• [The task] Copy exactly the line that contains "Box the dark blue" plus all remaining lines of the data, and leave out every line before it.

• [Data supplied]
———
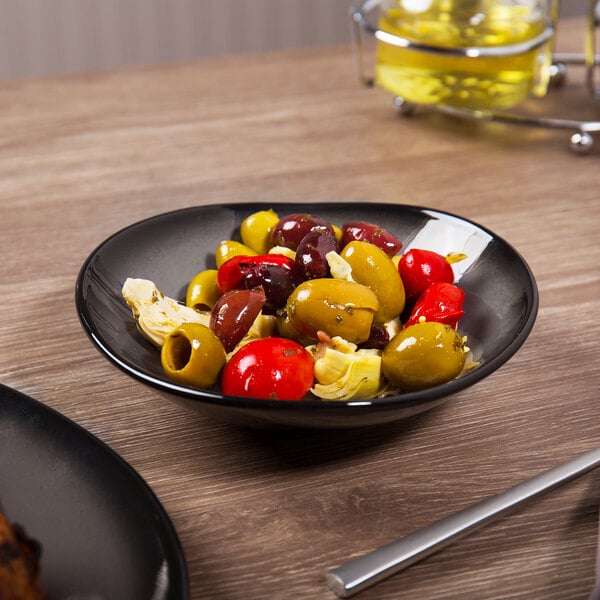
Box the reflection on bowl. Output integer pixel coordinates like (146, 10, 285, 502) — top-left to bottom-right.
(75, 202, 538, 429)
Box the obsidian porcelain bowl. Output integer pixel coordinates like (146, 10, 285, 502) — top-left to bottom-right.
(75, 202, 538, 429)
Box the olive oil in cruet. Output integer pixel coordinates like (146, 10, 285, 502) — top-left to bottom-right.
(375, 0, 556, 110)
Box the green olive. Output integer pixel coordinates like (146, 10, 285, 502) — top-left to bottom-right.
(161, 322, 226, 388)
(382, 322, 466, 391)
(215, 240, 257, 267)
(186, 269, 221, 311)
(340, 241, 405, 322)
(286, 278, 379, 343)
(240, 209, 280, 254)
(275, 310, 314, 346)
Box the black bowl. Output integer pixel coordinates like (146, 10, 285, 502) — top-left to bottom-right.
(75, 202, 538, 429)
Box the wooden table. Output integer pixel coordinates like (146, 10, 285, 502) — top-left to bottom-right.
(1, 15, 598, 600)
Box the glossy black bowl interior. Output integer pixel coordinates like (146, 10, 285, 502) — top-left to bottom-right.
(76, 203, 538, 429)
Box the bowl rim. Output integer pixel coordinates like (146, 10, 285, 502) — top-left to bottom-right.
(75, 201, 539, 414)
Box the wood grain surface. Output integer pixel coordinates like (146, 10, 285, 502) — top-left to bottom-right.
(0, 16, 598, 600)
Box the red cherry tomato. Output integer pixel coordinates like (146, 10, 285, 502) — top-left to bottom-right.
(398, 249, 455, 300)
(404, 282, 465, 329)
(221, 337, 314, 400)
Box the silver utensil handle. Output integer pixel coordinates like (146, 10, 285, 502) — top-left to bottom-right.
(327, 446, 600, 598)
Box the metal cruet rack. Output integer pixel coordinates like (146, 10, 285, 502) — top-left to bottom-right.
(351, 0, 600, 154)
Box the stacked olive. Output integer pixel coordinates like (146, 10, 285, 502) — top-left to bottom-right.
(168, 209, 468, 398)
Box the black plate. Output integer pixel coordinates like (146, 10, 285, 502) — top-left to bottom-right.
(76, 202, 538, 428)
(0, 384, 189, 599)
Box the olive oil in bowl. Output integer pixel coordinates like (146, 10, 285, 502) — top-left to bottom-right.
(375, 0, 555, 110)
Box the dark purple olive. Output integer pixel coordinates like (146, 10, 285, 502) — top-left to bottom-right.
(243, 263, 302, 313)
(295, 229, 339, 279)
(210, 288, 266, 352)
(271, 214, 335, 251)
(341, 221, 402, 257)
(358, 323, 390, 351)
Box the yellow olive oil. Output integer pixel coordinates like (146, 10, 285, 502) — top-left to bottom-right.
(375, 1, 552, 110)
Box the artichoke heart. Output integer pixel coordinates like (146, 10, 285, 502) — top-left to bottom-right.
(268, 245, 296, 260)
(326, 251, 354, 281)
(310, 336, 384, 401)
(227, 314, 277, 358)
(122, 277, 210, 347)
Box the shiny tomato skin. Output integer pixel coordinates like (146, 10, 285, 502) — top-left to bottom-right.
(404, 282, 465, 329)
(398, 249, 454, 300)
(221, 337, 314, 400)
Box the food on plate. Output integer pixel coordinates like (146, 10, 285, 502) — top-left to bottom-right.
(339, 240, 406, 322)
(239, 208, 280, 254)
(216, 254, 303, 313)
(210, 288, 267, 352)
(0, 504, 46, 600)
(404, 281, 465, 329)
(340, 220, 403, 256)
(221, 337, 314, 400)
(270, 213, 336, 251)
(122, 209, 474, 401)
(215, 240, 257, 267)
(398, 248, 466, 301)
(122, 278, 209, 346)
(161, 322, 227, 388)
(185, 269, 221, 311)
(382, 321, 468, 391)
(286, 278, 379, 344)
(295, 229, 339, 280)
(310, 336, 385, 400)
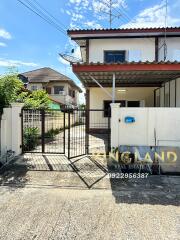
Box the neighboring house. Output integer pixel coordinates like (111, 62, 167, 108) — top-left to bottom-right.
(19, 67, 82, 107)
(68, 27, 180, 111)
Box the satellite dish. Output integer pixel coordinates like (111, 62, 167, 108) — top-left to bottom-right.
(59, 53, 82, 64)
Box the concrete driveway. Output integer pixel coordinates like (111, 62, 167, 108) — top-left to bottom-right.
(0, 154, 180, 240)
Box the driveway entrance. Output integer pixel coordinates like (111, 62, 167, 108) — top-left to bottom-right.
(21, 108, 111, 159)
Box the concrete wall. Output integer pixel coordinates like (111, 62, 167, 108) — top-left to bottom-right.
(0, 103, 24, 161)
(111, 104, 180, 148)
(89, 87, 155, 129)
(89, 38, 155, 63)
(89, 87, 156, 109)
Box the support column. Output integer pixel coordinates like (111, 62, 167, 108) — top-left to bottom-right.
(11, 103, 24, 156)
(112, 73, 116, 103)
(110, 103, 120, 149)
(0, 108, 11, 157)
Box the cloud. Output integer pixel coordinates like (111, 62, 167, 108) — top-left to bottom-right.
(0, 58, 38, 67)
(0, 28, 11, 39)
(84, 20, 102, 29)
(121, 1, 180, 28)
(0, 42, 7, 47)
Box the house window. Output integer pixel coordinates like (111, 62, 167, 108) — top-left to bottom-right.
(104, 100, 126, 117)
(31, 85, 37, 91)
(104, 51, 126, 63)
(72, 90, 75, 98)
(54, 86, 64, 94)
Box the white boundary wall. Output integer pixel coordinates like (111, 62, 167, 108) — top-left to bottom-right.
(0, 103, 24, 160)
(111, 103, 180, 148)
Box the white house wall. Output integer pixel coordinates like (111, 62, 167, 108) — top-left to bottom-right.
(88, 37, 180, 63)
(159, 37, 180, 61)
(111, 105, 180, 148)
(89, 38, 155, 63)
(89, 87, 155, 129)
(89, 87, 156, 109)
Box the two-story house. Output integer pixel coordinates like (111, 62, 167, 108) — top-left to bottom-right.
(19, 67, 82, 107)
(68, 27, 180, 111)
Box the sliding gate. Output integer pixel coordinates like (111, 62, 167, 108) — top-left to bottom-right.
(22, 108, 111, 158)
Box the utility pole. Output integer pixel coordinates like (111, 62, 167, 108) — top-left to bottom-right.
(99, 0, 121, 28)
(109, 0, 112, 28)
(164, 0, 168, 61)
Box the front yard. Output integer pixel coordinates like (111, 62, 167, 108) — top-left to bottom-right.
(0, 154, 179, 240)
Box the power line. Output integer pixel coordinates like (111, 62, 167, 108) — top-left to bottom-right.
(16, 0, 67, 36)
(31, 0, 67, 29)
(25, 0, 67, 34)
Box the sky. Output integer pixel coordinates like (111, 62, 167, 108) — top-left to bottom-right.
(0, 0, 180, 102)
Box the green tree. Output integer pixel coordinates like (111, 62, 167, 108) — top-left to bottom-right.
(0, 72, 23, 113)
(0, 71, 51, 113)
(23, 90, 51, 109)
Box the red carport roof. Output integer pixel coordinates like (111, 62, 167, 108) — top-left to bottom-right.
(72, 61, 180, 87)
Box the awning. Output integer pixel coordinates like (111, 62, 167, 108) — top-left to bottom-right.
(72, 62, 180, 87)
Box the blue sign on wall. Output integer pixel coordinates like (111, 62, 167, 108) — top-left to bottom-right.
(124, 116, 135, 123)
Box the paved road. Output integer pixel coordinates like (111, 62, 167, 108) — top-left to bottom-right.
(0, 155, 180, 240)
(0, 185, 179, 240)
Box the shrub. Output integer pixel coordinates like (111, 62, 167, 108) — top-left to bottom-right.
(44, 128, 61, 139)
(23, 127, 40, 151)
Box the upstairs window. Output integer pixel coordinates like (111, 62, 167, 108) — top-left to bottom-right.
(31, 85, 38, 91)
(104, 51, 126, 63)
(54, 86, 64, 94)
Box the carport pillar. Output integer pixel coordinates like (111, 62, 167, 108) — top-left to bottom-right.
(112, 73, 116, 103)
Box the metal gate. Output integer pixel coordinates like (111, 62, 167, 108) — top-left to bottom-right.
(67, 109, 111, 159)
(22, 109, 65, 154)
(67, 109, 86, 159)
(22, 108, 111, 158)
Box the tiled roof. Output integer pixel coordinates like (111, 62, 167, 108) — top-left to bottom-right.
(74, 61, 180, 66)
(68, 27, 180, 34)
(19, 67, 82, 92)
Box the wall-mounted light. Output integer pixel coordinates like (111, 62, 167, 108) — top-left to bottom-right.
(117, 89, 127, 93)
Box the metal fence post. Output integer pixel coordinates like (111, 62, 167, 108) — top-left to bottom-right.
(41, 109, 45, 153)
(107, 108, 111, 155)
(63, 110, 66, 154)
(21, 109, 24, 153)
(85, 108, 89, 155)
(68, 109, 70, 159)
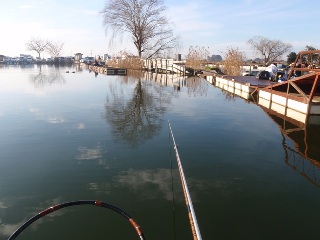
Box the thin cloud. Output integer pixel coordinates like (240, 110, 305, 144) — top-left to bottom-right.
(77, 9, 99, 16)
(168, 2, 223, 34)
(19, 4, 32, 9)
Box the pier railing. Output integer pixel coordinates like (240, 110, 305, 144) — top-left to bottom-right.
(143, 59, 186, 75)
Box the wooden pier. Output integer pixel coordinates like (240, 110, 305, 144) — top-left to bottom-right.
(143, 59, 186, 75)
(259, 50, 320, 125)
(202, 73, 277, 101)
(81, 63, 127, 75)
(202, 54, 320, 125)
(203, 73, 320, 125)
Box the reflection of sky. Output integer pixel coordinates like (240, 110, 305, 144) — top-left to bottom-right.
(0, 68, 108, 125)
(27, 108, 86, 127)
(0, 197, 65, 238)
(112, 168, 243, 203)
(83, 168, 180, 201)
(114, 168, 184, 201)
(0, 221, 23, 238)
(0, 198, 22, 238)
(73, 123, 86, 130)
(76, 145, 102, 160)
(28, 106, 65, 124)
(76, 144, 109, 169)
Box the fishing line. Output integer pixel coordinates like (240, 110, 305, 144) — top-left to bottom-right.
(8, 200, 146, 240)
(169, 127, 177, 240)
(168, 120, 202, 240)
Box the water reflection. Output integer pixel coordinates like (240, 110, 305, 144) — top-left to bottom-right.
(0, 220, 23, 238)
(30, 65, 66, 87)
(28, 107, 65, 124)
(0, 197, 65, 238)
(143, 72, 208, 97)
(143, 72, 185, 88)
(115, 168, 177, 201)
(104, 71, 173, 147)
(88, 69, 98, 78)
(74, 63, 83, 73)
(263, 108, 320, 187)
(76, 145, 102, 161)
(76, 143, 109, 169)
(100, 168, 239, 202)
(184, 77, 208, 97)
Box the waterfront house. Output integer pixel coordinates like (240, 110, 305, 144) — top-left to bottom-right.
(74, 53, 83, 63)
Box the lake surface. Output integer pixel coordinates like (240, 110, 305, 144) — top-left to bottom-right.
(0, 64, 320, 240)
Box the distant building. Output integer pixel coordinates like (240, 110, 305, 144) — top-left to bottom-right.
(210, 54, 222, 62)
(176, 53, 182, 61)
(74, 53, 83, 63)
(104, 53, 111, 60)
(20, 54, 32, 58)
(20, 54, 33, 64)
(0, 55, 4, 63)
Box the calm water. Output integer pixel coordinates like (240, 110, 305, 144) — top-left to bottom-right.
(0, 64, 320, 240)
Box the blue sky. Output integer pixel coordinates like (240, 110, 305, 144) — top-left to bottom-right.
(1, 0, 319, 59)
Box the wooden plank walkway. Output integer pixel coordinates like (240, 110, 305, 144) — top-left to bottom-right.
(81, 63, 127, 75)
(223, 76, 277, 87)
(143, 59, 186, 74)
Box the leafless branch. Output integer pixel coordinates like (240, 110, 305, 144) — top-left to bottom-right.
(46, 41, 64, 58)
(26, 37, 48, 58)
(101, 0, 179, 59)
(247, 36, 292, 65)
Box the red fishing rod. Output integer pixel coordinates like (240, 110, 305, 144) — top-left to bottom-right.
(8, 200, 146, 240)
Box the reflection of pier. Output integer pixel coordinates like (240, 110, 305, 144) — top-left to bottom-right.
(143, 72, 188, 90)
(212, 75, 275, 101)
(284, 144, 320, 188)
(262, 107, 320, 187)
(143, 72, 208, 96)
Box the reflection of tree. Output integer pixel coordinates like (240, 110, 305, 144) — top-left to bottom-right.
(104, 72, 172, 147)
(185, 77, 208, 97)
(30, 65, 66, 87)
(219, 89, 236, 102)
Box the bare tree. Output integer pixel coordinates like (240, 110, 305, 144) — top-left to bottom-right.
(101, 0, 179, 59)
(223, 47, 245, 76)
(46, 41, 64, 58)
(107, 50, 143, 69)
(247, 36, 292, 65)
(185, 46, 210, 74)
(26, 37, 48, 58)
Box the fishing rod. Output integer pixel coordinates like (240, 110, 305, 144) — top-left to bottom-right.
(8, 200, 146, 240)
(168, 121, 202, 240)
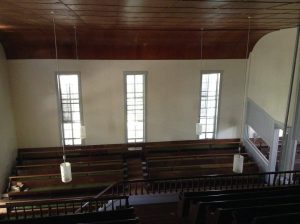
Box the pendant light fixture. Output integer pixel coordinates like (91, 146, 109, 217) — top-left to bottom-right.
(233, 16, 251, 174)
(196, 28, 204, 137)
(51, 11, 72, 183)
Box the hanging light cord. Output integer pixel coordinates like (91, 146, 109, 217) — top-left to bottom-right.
(245, 17, 251, 59)
(239, 16, 252, 154)
(200, 28, 204, 61)
(52, 12, 66, 162)
(74, 25, 79, 60)
(198, 28, 204, 126)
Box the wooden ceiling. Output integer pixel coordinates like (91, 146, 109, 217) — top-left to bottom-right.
(0, 0, 299, 59)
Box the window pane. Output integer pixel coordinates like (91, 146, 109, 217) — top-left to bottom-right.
(198, 72, 221, 139)
(125, 73, 146, 143)
(58, 74, 82, 145)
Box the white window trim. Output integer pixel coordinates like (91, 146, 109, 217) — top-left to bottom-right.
(56, 72, 85, 146)
(124, 71, 147, 143)
(198, 70, 222, 139)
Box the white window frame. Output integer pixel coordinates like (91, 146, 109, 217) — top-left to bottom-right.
(198, 71, 222, 139)
(124, 71, 147, 143)
(56, 72, 84, 146)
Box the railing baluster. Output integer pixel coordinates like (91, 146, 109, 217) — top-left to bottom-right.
(72, 202, 75, 214)
(31, 205, 34, 219)
(14, 206, 18, 220)
(213, 177, 216, 190)
(64, 203, 67, 214)
(192, 179, 194, 192)
(48, 204, 51, 217)
(135, 182, 138, 195)
(88, 200, 92, 213)
(6, 206, 10, 220)
(151, 181, 154, 194)
(96, 201, 99, 212)
(39, 205, 43, 218)
(56, 203, 59, 216)
(180, 179, 183, 192)
(22, 206, 26, 219)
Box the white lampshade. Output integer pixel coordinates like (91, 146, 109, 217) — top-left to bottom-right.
(196, 123, 202, 135)
(60, 162, 72, 183)
(80, 125, 86, 139)
(233, 154, 244, 173)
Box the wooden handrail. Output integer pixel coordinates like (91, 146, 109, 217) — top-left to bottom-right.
(1, 195, 127, 208)
(146, 153, 248, 161)
(18, 138, 241, 153)
(74, 182, 117, 213)
(2, 170, 299, 220)
(147, 162, 256, 171)
(16, 160, 123, 169)
(9, 169, 123, 180)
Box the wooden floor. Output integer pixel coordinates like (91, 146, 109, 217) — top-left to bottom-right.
(134, 203, 179, 224)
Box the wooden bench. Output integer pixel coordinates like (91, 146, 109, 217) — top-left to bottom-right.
(231, 203, 300, 224)
(146, 153, 249, 167)
(188, 189, 300, 224)
(146, 162, 259, 179)
(144, 147, 241, 158)
(177, 186, 300, 218)
(8, 169, 126, 200)
(252, 212, 300, 224)
(18, 153, 124, 165)
(0, 207, 139, 224)
(15, 160, 126, 176)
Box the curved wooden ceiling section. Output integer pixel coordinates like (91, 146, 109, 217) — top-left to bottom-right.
(0, 0, 299, 59)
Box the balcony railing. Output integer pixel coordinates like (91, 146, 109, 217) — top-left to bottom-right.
(1, 170, 299, 220)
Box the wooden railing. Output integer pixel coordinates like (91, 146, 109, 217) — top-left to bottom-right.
(105, 170, 300, 196)
(2, 170, 300, 220)
(77, 170, 300, 212)
(0, 195, 129, 220)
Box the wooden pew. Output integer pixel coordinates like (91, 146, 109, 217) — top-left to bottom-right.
(8, 169, 126, 200)
(0, 207, 139, 224)
(18, 153, 124, 166)
(177, 186, 300, 218)
(17, 139, 240, 156)
(231, 203, 300, 224)
(15, 160, 125, 176)
(143, 138, 240, 152)
(146, 153, 249, 168)
(145, 147, 241, 158)
(146, 162, 259, 179)
(189, 193, 300, 224)
(252, 212, 300, 224)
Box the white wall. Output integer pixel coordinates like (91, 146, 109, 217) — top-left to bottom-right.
(0, 44, 17, 193)
(8, 59, 246, 148)
(247, 28, 298, 123)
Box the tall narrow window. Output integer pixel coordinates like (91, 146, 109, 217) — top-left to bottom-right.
(57, 74, 82, 145)
(199, 72, 221, 139)
(125, 72, 146, 143)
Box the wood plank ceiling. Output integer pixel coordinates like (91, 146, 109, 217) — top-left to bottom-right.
(0, 0, 299, 59)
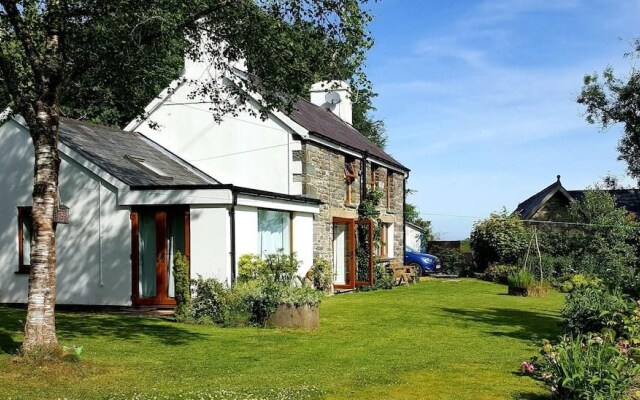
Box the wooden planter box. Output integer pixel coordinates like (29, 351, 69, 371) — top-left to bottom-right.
(508, 286, 529, 296)
(268, 304, 319, 330)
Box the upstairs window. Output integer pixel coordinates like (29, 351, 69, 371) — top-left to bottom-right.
(17, 207, 33, 273)
(344, 156, 357, 205)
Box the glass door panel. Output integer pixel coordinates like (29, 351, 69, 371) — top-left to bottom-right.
(333, 218, 355, 289)
(138, 209, 157, 298)
(167, 211, 186, 299)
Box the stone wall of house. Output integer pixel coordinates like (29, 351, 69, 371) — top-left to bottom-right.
(531, 192, 571, 221)
(300, 141, 405, 263)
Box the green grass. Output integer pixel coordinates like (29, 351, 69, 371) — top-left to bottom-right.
(0, 279, 563, 400)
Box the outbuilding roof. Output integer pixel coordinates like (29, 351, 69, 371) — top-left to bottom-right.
(289, 98, 408, 171)
(58, 118, 216, 188)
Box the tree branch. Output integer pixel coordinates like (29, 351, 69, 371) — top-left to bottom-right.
(0, 0, 44, 89)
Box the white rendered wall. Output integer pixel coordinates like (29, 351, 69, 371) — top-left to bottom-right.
(189, 206, 231, 284)
(405, 225, 422, 252)
(234, 206, 315, 277)
(292, 212, 314, 275)
(127, 77, 302, 195)
(0, 120, 132, 306)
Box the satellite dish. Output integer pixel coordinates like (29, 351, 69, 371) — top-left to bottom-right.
(325, 91, 342, 105)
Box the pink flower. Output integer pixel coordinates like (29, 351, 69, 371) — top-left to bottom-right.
(521, 361, 535, 373)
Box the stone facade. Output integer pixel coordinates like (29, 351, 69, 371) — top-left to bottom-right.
(299, 141, 405, 264)
(531, 192, 571, 221)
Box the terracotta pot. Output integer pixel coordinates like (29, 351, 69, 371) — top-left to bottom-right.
(268, 304, 319, 330)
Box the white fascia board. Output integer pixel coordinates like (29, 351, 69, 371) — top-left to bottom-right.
(237, 193, 319, 214)
(305, 134, 408, 176)
(118, 188, 233, 206)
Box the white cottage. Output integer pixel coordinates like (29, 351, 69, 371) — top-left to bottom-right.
(0, 116, 318, 307)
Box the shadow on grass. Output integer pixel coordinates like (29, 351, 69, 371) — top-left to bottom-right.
(0, 306, 206, 353)
(512, 393, 551, 400)
(440, 307, 561, 342)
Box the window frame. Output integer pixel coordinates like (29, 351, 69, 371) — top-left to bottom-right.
(344, 156, 357, 205)
(17, 206, 33, 274)
(257, 208, 294, 257)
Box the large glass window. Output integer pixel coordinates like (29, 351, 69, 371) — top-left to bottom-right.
(258, 210, 291, 257)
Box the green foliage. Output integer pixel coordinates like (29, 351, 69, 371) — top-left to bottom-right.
(528, 334, 640, 400)
(191, 276, 230, 325)
(484, 264, 518, 285)
(561, 284, 635, 338)
(310, 258, 333, 294)
(190, 252, 324, 327)
(279, 285, 324, 307)
(237, 254, 268, 284)
(172, 251, 192, 323)
(507, 269, 535, 290)
(358, 263, 394, 292)
(470, 209, 529, 272)
(351, 86, 387, 149)
(432, 248, 471, 276)
(578, 41, 640, 183)
(237, 251, 299, 285)
(0, 1, 375, 127)
(559, 274, 603, 293)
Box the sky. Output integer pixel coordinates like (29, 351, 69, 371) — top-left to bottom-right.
(363, 0, 640, 240)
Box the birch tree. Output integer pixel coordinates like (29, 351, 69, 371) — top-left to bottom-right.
(0, 0, 372, 355)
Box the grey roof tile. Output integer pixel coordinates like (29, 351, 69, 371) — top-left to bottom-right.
(58, 118, 216, 188)
(289, 99, 408, 171)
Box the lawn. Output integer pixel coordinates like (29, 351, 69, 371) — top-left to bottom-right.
(0, 279, 563, 400)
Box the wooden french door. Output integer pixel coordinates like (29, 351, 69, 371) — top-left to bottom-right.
(333, 218, 356, 290)
(131, 207, 190, 307)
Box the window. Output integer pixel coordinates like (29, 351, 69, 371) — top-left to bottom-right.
(377, 222, 394, 258)
(258, 209, 291, 257)
(17, 207, 33, 273)
(344, 156, 357, 205)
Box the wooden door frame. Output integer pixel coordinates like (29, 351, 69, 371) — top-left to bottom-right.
(332, 217, 356, 290)
(131, 206, 190, 307)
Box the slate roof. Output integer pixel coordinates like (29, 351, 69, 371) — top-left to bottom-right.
(568, 189, 640, 217)
(58, 118, 216, 188)
(514, 179, 564, 219)
(289, 98, 408, 171)
(515, 177, 640, 219)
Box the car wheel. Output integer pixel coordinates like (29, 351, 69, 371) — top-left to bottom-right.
(409, 263, 422, 277)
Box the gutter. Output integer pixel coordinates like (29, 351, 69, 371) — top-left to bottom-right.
(229, 190, 238, 284)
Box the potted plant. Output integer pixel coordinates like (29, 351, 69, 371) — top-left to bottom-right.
(507, 268, 534, 296)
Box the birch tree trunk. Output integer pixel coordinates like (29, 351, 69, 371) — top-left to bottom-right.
(22, 114, 60, 351)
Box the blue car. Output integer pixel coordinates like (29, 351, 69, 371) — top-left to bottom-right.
(404, 246, 441, 276)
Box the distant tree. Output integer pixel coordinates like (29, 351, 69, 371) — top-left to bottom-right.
(351, 86, 387, 149)
(578, 40, 640, 184)
(0, 0, 373, 355)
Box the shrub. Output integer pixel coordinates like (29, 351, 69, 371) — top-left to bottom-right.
(433, 247, 473, 276)
(561, 284, 634, 337)
(507, 268, 534, 290)
(559, 274, 602, 293)
(237, 254, 267, 283)
(373, 263, 393, 290)
(279, 285, 324, 307)
(173, 251, 192, 322)
(526, 334, 640, 400)
(469, 209, 529, 272)
(310, 258, 333, 293)
(191, 276, 230, 325)
(484, 264, 518, 285)
(234, 277, 282, 326)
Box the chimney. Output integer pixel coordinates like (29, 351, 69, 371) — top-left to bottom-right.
(310, 81, 352, 125)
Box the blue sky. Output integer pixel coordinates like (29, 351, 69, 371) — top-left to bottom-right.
(363, 0, 640, 239)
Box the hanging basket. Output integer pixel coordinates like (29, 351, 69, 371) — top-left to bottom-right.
(54, 204, 70, 224)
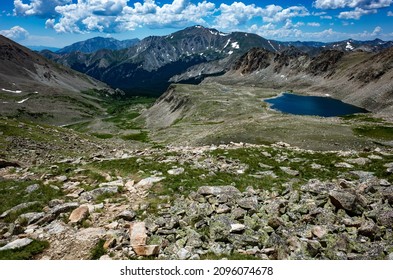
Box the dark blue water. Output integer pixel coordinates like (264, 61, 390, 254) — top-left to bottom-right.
(265, 93, 368, 117)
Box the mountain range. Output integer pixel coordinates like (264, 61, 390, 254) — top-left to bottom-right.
(39, 26, 393, 97)
(1, 25, 393, 125)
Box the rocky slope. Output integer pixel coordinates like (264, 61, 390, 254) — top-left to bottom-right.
(211, 46, 393, 119)
(0, 35, 117, 125)
(1, 124, 393, 260)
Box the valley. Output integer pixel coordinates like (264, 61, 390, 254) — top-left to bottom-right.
(1, 26, 393, 260)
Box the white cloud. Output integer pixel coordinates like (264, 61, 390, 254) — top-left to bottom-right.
(262, 5, 310, 23)
(338, 7, 377, 19)
(314, 0, 393, 9)
(214, 2, 264, 29)
(0, 26, 29, 40)
(321, 15, 333, 19)
(14, 0, 72, 18)
(45, 18, 55, 29)
(308, 22, 321, 27)
(372, 26, 382, 36)
(49, 0, 216, 33)
(213, 3, 309, 30)
(388, 11, 393, 15)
———
• [Solution to this exercise]
Box the dark blue water. Output integer pixel coordinates like (264, 61, 390, 254) — top-left to bottom-right.
(265, 93, 368, 117)
Box the mountain range. Output integer pixel coordinates like (264, 61, 390, 254) — top-left to bottom-right.
(39, 26, 393, 97)
(1, 25, 393, 125)
Box the rocky slope. Output integer pixel coordinates like (264, 61, 390, 254) — top-left to bottom-right.
(211, 46, 393, 119)
(0, 35, 117, 125)
(1, 124, 393, 260)
Box the valley. Output integer pixel coordinates like (264, 61, 390, 254) — top-left to bottom-right.
(1, 26, 393, 260)
Box the white cloud. Output integer pixel coordinates like (264, 61, 390, 254) — top-left to bottom-right.
(262, 5, 310, 23)
(338, 7, 377, 19)
(314, 0, 393, 9)
(214, 2, 264, 29)
(0, 26, 29, 40)
(321, 15, 333, 19)
(14, 0, 72, 18)
(45, 18, 55, 29)
(308, 22, 321, 27)
(372, 26, 382, 36)
(49, 0, 216, 33)
(213, 3, 309, 30)
(388, 11, 393, 15)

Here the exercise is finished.